Rewrite the items below with every "golden" swapped for "yellow", keeping everything else unchanged, and leave out the pictures.
***
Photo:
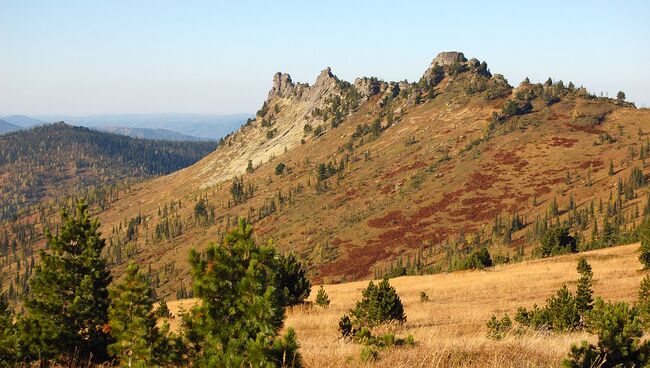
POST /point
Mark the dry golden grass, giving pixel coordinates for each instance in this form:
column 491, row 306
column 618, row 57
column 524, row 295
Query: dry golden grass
***
» PROBLEM SOLUTION:
Photo:
POST /point
Mark the dry yellow grass, giving pixel coordinates for each instance in this form:
column 491, row 306
column 618, row 57
column 524, row 295
Query: dry yellow grass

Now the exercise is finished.